PROMPT:
Output the entries below so that they read exactly as they do now.

GIVEN RECORDS:
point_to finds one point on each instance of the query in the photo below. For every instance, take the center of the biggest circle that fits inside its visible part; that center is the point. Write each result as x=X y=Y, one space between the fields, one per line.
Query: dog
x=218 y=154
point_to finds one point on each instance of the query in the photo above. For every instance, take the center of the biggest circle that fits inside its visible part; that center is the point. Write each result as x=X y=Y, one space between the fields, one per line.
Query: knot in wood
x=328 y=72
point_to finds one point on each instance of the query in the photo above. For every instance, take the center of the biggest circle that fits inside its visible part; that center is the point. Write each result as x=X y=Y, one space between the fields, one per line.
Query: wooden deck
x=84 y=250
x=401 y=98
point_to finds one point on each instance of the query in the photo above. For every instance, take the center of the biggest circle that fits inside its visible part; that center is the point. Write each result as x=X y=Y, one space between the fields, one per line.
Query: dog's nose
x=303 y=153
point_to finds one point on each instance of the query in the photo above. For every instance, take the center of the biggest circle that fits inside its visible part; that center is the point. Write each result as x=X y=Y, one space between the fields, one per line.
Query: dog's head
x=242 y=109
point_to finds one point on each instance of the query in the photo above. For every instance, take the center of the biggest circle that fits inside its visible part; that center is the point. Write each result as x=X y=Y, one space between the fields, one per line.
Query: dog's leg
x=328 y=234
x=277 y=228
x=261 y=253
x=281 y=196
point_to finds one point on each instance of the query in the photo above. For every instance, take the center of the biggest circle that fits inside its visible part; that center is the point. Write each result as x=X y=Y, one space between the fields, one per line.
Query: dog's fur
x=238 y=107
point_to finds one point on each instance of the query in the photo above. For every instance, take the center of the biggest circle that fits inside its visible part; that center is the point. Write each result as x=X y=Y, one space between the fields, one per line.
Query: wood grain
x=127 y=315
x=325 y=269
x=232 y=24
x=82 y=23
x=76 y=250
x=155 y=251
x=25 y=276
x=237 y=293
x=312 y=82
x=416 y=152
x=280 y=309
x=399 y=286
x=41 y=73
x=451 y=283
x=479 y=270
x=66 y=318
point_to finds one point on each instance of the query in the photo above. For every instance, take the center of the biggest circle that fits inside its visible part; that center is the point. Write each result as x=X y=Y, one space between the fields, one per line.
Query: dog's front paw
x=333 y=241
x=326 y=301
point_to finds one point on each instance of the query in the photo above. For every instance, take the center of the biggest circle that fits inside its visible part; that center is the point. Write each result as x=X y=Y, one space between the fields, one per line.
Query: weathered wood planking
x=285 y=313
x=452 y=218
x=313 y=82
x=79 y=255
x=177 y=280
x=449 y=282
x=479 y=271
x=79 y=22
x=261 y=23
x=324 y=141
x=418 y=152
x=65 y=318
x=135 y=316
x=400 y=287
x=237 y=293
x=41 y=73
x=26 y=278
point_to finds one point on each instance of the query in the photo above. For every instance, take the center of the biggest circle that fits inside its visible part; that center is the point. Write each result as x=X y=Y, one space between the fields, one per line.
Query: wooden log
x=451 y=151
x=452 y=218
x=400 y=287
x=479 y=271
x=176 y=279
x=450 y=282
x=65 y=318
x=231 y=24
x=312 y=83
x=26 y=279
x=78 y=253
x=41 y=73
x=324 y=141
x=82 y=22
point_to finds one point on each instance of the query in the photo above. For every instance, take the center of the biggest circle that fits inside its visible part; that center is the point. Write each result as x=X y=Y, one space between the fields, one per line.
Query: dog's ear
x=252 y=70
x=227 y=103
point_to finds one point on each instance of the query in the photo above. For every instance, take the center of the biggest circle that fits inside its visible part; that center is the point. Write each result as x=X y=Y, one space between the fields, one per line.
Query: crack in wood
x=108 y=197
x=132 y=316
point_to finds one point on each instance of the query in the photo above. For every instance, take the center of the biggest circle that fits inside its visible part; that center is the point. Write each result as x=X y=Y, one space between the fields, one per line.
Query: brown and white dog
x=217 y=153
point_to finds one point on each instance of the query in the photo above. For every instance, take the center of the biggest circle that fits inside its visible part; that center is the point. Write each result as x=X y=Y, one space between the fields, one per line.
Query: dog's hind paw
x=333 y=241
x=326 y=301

EXERCISE SOLUTION:
point_to finds one point on each instance of the query in the photo below. For every instance, take the center of the biggest circle that fits inside its visible part; that center is the point. Write each result as x=X y=Y, one space between the fields, one per line.
Query: dog
x=218 y=154
point_to finds one point on each instance of the query in the photo above. For every instance, take the center of the biggest circle that fits inside its visible part; that center is the point. Write each result as x=X y=Y, one space between the fields, one per line.
Query: knot in wood
x=328 y=72
point_to finds one point on each instance of the query in the photo above. For every instance, take the center of the biggest circle that fits inside its visible part; that center is the point. Write each result as x=X y=Y, one space between the fields, one per line.
Query: wooden deck
x=84 y=250
x=401 y=98
point_to finds one point on each instance of the query in the photo above. For every instance, take the center of the biggest circle that fits inside its visible part; that center is the point. Write each result as x=X y=Y, one space between the fields, one per line.
Query: dog's nose
x=303 y=153
point_to finds one point on each instance of the query in the photo above. For every instance, take the center of the biggest circle that fits inside its visible part; that center is the point. Write each result as x=X y=Y, one space between the fields, one per line.
Query: dog's head
x=242 y=109
point_to finds one point on each instance of the query in the photo above. For every instance, take the center of the biggest circle that fits inside its visible part; that center is the point. Write each result as x=X y=Y, one space between the fields, one per line.
Query: dog's leg
x=328 y=234
x=277 y=228
x=261 y=253
x=281 y=196
point_to finds one point on each instance of the query in the photo above. For every instance, take the center of the biggest circle that fits inside its visible part; that center is the point. Write each result as x=X y=Y, one space between the fields, one per line.
Query: dog's fur
x=238 y=107
point_to finds one point on each instance of the query in the photo above. For every instance, take the center of the biggest circle that fits inside its visible part; that center is the point. Write each result as x=X y=Y, one space between the fields, one per line.
Query: wood grain
x=127 y=315
x=325 y=269
x=232 y=24
x=82 y=23
x=76 y=250
x=155 y=251
x=25 y=276
x=237 y=293
x=312 y=82
x=416 y=152
x=280 y=309
x=399 y=286
x=41 y=73
x=451 y=283
x=479 y=270
x=66 y=318
point_to finds one point on each instance of the query in the photo above. For every instance, take the center of the biggest circle that fits inside its visible part; that center is the point. Write each result as x=X y=Y, one space between the fields, one per line.
Query: dog's front paw
x=333 y=241
x=326 y=301
point_to finds one point on each instance of the query in the photo above. For every instance, take the center of the biggest circle that fits inside its visible part; that center is the point. Write each result as x=X y=Y, one space between the fields, one per line.
Query: weathered wood planking
x=285 y=313
x=452 y=218
x=313 y=82
x=79 y=255
x=177 y=280
x=449 y=282
x=479 y=271
x=79 y=22
x=261 y=23
x=324 y=141
x=418 y=152
x=65 y=318
x=135 y=316
x=400 y=287
x=237 y=293
x=41 y=73
x=26 y=278
point_to finds one point on each instance of the query in the photo above. For every instance, take the center of the biggest circle that fits inside its visible part; that center is the point. Write each result as x=X y=Y, one space between the fields, one per line.
Query: wooden log
x=451 y=151
x=452 y=218
x=400 y=287
x=479 y=271
x=176 y=279
x=450 y=282
x=65 y=318
x=231 y=24
x=312 y=83
x=26 y=279
x=78 y=253
x=41 y=73
x=324 y=141
x=82 y=22
point_to finds one point on each instance of the query in the photo above. For every instance, take the center of the biggest circle that fits inside its visible part; that center is the point. Write each result as x=X y=Y, one space between the fields, one per line.
Query: dog's ear
x=252 y=70
x=227 y=103
point_to finds one point on each instance of the query in the photo above. For every instance, take the center of the biggest circle that fits inside its visible part; that center is the point. Write each result as x=X y=Y, one space between the fields, one per line.
Query: crack in wood
x=108 y=197
x=132 y=316
point_to finds one point on each instance of the query in the photo above. For every instance, take the center of the biggest circle that fits inside its visible part; that center is the point. Write each result as x=X y=Y, one space between the fields, one per line.
Query: brown and white dog
x=217 y=153
point_to finds one point on each instance of the query in the photo above. For every instance, take the center of the biggest circle that fits inside its visible part; that center is the point. Write each result as x=X y=Y, one space between the fields, one per line.
Query: dog's hind paw
x=333 y=241
x=326 y=301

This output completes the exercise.